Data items

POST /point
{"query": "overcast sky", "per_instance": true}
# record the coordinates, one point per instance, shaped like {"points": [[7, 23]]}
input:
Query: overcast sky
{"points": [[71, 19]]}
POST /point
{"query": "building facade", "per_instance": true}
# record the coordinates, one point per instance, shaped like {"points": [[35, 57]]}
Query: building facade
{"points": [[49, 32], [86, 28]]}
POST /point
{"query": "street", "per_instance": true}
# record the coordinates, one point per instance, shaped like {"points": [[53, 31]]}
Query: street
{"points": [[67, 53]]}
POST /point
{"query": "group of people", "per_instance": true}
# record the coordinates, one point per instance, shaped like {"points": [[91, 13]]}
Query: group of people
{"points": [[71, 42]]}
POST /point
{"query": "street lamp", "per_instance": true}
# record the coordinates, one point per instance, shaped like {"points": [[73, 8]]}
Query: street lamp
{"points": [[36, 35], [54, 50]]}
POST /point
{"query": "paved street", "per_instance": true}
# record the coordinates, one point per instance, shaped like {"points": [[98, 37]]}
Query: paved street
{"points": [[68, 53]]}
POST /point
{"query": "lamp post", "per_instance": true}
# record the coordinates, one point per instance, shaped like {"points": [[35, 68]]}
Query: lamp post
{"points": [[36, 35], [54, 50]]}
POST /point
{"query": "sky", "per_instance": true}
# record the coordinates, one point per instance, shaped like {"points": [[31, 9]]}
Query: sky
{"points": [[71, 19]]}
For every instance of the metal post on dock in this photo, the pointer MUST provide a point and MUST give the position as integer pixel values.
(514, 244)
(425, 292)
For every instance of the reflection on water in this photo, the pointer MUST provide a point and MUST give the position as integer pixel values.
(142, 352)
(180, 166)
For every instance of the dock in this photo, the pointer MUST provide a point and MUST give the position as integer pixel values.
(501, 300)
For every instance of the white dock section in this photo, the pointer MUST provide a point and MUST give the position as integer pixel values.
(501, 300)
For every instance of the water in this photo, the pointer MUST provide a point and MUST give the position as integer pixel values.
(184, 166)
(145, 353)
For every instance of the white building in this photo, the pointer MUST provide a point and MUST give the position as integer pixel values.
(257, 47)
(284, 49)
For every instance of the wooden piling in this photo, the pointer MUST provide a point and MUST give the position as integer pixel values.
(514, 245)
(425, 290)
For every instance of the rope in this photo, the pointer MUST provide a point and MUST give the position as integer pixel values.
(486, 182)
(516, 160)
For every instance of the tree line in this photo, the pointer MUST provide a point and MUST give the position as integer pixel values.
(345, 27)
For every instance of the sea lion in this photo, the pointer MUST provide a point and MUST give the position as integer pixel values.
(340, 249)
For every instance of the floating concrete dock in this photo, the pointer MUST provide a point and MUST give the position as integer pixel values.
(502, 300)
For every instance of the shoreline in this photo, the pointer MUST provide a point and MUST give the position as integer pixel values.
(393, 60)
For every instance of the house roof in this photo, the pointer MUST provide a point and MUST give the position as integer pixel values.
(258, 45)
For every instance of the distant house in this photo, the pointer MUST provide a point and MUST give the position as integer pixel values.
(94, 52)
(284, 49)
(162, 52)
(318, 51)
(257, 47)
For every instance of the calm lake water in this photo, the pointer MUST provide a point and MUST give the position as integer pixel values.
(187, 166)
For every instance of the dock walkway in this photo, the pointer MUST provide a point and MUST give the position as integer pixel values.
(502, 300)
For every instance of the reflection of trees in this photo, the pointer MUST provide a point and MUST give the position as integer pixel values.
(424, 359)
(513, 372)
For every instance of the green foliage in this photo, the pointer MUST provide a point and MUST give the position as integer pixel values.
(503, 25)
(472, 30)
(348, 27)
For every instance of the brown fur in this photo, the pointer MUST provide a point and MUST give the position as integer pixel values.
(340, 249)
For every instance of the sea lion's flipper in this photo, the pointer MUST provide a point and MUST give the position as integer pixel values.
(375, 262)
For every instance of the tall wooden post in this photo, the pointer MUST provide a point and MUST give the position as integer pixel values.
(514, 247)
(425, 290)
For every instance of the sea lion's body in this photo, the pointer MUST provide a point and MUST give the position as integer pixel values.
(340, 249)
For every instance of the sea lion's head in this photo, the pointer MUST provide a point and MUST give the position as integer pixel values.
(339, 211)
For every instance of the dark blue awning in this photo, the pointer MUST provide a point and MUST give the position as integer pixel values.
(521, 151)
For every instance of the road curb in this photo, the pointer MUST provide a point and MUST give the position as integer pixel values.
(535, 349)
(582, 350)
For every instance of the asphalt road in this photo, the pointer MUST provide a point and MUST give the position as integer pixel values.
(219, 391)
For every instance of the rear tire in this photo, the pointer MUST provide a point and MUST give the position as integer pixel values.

### Task statement
Output these and nothing else: the lines from the one holding "For every instance of the asphalt" through the final line of the entries above, exactly as they appear.

### Exercise response
For every instance of the asphalt road in this photo, the pointer MUST provide a point and MUST give the position as integer pixel values.
(219, 391)
For every instance of the rear tire in this photo, the pointer MUST provide a point and MUST give the position as integer pixel values.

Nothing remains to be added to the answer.